YOUR OBJECTIVE ▸
Leaving out all pictures, reproduce the entries below exactly, from the first line through the line that contains "Mark the plant".

====

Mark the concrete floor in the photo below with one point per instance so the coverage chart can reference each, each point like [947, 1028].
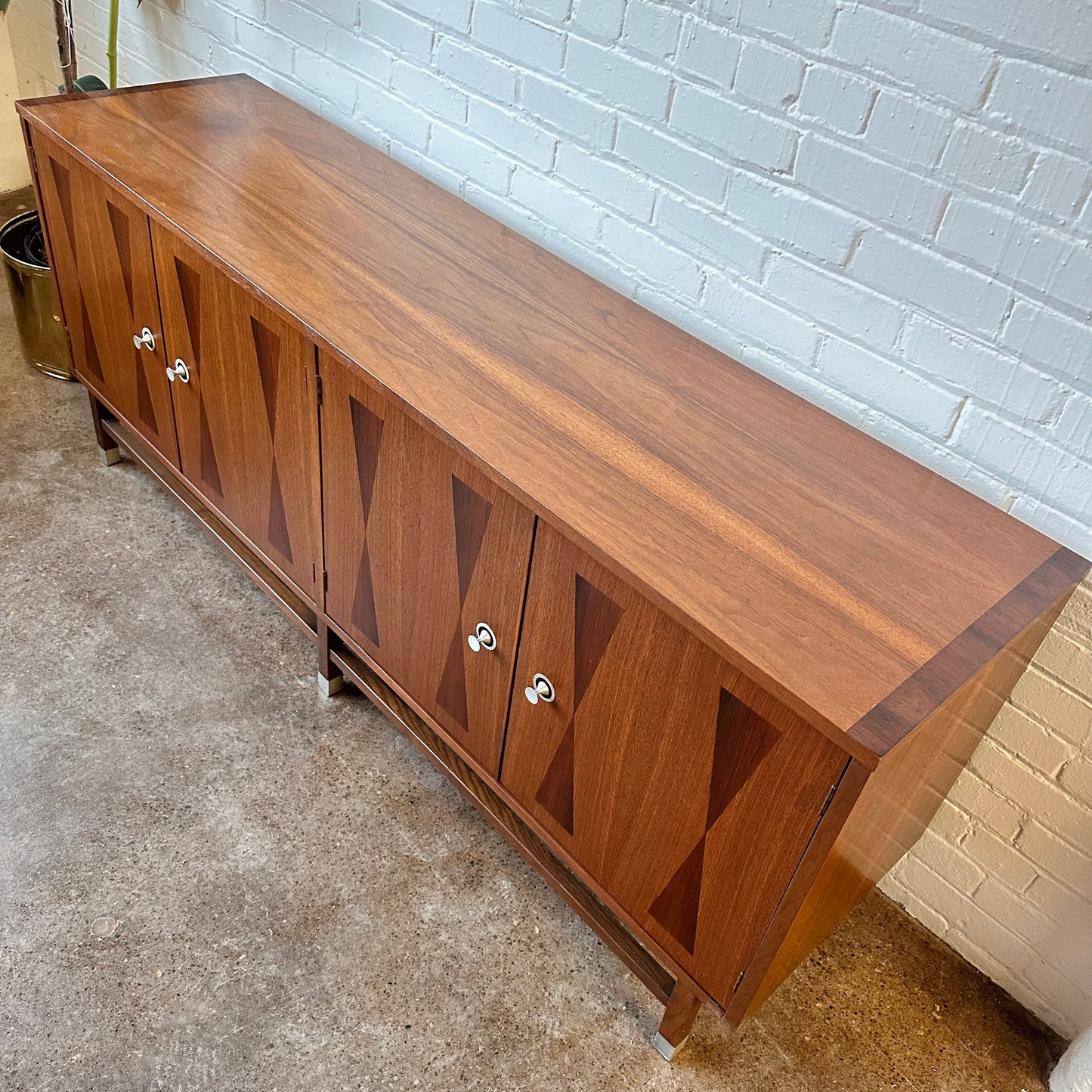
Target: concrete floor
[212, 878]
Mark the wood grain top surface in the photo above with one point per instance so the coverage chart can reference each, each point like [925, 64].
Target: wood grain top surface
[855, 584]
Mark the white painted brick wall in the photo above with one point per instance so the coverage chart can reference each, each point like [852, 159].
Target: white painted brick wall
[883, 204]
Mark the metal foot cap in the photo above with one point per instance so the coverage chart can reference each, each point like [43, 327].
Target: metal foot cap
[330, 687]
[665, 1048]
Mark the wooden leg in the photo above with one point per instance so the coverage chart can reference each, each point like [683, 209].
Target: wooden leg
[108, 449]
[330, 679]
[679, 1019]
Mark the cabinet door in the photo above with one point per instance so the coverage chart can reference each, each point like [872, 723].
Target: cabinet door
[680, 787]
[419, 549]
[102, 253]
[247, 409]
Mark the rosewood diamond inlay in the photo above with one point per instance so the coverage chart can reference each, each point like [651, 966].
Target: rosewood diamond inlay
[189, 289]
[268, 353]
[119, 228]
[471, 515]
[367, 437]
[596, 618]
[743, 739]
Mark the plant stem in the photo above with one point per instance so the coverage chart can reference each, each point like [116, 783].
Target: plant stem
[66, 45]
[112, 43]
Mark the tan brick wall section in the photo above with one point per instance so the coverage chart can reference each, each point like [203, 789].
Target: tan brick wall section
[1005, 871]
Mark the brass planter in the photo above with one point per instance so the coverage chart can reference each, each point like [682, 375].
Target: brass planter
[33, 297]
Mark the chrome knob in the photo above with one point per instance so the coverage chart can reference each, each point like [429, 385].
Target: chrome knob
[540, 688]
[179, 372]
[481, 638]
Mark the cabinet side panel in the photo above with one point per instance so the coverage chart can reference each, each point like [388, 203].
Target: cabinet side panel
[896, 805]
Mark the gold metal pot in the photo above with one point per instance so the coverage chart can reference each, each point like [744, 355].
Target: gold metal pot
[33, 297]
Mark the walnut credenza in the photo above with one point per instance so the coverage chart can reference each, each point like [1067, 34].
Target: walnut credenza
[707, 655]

====

SOLUTION FOR THIS EXERCISE ▸
Mark the concrete floor in the photo below with one point per instance so the coverage chart can reference each, each point like [947, 1028].
Target: concrete floor
[212, 878]
Mark the wood grain top surface in the photo above with one point per instance so the coverage chart can reference each, each point like [925, 64].
Target: wood grain top surface
[855, 584]
Mark the white painted brick wall in the photo above with one point per instance so the coverage chart can reference each, each point like [852, 159].
Target: white painted brick wall
[883, 204]
Mark the metal foot cap in the photo above with one point per instance so the coverage chart can reference each, each point like [43, 327].
Target: metal foot cap
[330, 687]
[665, 1048]
Mark the wooden leg in the photo above with one point per instance so the coverage chart can reference each, each point like [683, 209].
Target: wooden leg
[108, 449]
[330, 679]
[679, 1019]
Mark the cabinet door in the photo above with one point per instance so the coverage chart can reference each, each point like [872, 723].
Target: cabinet door
[680, 787]
[419, 549]
[102, 253]
[247, 409]
Mark the rosewood diamond inlay in the photo above with one point per instance so the coverage chart can reference each, each point like [651, 966].
Target: rosewood diamond inlay
[189, 289]
[268, 353]
[119, 228]
[471, 515]
[367, 437]
[596, 618]
[743, 739]
Mark the plant stem in the photo above with one point per instance so the coverage chart can reference each, each point like [116, 783].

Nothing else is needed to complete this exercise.